start Page

Joe Marchese has been vocal about shifting the TV ad marketplace to focus on consumer attention since taking over as head of ad sales at Fox Networks Group less than a year ago. At an recent event hosted by Fox and attended by rival TV executives, high-profile talent, media buyers and marketers, he will begin to paint a picture for how this vision will translate to ad products.

Ed Davis, chief product officer ad sales at Fox Network Group, calls it “a new language for advertising…anchored in attention.”

From now through the TV upfronts in May, Fox plans to introduce several new ad formats designed to allow marketers to “make the most of viewer attention.”

Davis declined to go into details on the exact ad products; he provided some vague explanation on the elements of said ad products:

  • Fox plans to alter the ad schedules within programming
  • Experiment with ad break durations
  • Introduce ad formats that it says will have fewer minutes of commercials and increase effectiveness for advertisers

OPINION: May we have your attention, please?

end Page

- [Given task 1]:
Reproduce the entries verbatim, from their first line through the line containing "36 144 L 69", both ends included.

start Data shown

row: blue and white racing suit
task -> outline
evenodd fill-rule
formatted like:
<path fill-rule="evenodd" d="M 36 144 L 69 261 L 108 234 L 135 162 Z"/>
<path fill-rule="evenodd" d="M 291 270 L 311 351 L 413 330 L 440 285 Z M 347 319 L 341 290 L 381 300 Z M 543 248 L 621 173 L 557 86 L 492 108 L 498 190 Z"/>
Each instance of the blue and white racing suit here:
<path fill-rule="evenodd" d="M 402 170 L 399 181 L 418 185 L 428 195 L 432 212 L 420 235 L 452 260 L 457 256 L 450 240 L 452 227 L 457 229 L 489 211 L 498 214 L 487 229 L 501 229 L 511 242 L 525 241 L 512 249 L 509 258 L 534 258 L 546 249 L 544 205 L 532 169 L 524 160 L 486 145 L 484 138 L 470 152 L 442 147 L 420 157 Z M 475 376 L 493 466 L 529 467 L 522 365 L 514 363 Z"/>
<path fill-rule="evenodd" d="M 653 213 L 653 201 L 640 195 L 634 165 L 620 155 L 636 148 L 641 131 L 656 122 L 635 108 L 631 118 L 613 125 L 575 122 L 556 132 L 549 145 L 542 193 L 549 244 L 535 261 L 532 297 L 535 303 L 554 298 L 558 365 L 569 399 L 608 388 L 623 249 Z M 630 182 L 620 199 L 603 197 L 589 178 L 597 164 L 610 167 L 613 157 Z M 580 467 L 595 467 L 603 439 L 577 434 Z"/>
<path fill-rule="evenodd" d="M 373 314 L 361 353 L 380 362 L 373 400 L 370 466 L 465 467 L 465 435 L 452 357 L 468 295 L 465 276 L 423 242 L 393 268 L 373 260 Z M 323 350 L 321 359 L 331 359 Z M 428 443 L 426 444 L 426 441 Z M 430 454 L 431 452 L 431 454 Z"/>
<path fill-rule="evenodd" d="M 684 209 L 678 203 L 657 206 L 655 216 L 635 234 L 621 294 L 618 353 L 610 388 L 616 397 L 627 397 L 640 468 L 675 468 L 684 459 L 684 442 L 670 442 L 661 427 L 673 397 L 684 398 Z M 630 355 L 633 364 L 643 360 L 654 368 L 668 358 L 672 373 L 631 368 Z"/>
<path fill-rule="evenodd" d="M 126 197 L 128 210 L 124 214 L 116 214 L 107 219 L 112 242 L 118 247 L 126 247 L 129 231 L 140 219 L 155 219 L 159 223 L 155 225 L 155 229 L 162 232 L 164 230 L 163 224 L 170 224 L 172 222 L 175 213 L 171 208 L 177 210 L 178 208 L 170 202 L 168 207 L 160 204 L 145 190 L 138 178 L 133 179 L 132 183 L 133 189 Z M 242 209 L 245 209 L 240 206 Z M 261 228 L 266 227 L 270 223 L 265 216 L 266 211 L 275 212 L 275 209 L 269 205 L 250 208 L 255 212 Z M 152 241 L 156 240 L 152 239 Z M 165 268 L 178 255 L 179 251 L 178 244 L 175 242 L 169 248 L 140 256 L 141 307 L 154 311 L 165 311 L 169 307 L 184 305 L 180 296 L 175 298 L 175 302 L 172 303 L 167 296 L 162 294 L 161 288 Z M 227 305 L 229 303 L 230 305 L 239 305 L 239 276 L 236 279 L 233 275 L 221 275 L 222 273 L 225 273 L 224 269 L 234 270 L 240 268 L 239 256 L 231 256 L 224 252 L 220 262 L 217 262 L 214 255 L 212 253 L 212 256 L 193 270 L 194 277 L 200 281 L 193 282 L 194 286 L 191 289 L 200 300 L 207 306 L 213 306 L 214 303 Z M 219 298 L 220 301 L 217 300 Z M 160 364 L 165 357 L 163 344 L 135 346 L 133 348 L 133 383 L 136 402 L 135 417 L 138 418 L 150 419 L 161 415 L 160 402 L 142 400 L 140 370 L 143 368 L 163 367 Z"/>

end Data shown

- [Given task 2]:
Translate this sentence from the piece on Fox's advertising plans into Spanish: "From now through the TV upfronts in May, Fox plans to introduce several new ad formats designed to allow marketers to “make the most of viewer attention.”"

- [Exercise output 1]:
row: blue and white racing suit
task -> outline
evenodd fill-rule
formatted like:
<path fill-rule="evenodd" d="M 36 144 L 69 261 L 108 234 L 135 162 Z"/>

- [Exercise output 2]:
Desde ahora hasta los upfronts de televisión de mayo, Fox planea introducir varios formatos publicitarios nuevos diseñados para permitir a los profesionales del marketing «aprovechar al máximo la atención de los espectadores».